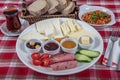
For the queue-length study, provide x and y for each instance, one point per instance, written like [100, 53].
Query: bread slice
[58, 31]
[53, 6]
[33, 34]
[63, 5]
[70, 8]
[38, 7]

REQUIRED WORK
Could you give the rows above as a two-column CSV headed instruction and points, with one line for each row, each field in quotes with its line breaks turned into spaces, and the pictures left out?

ANSWER
instruction,points
"For the queue-length study, provide x and y for each instance, one point per instance, written like [100, 53]. Query: bread slice","[58, 31] [53, 6] [33, 34] [63, 5] [70, 8] [38, 7]"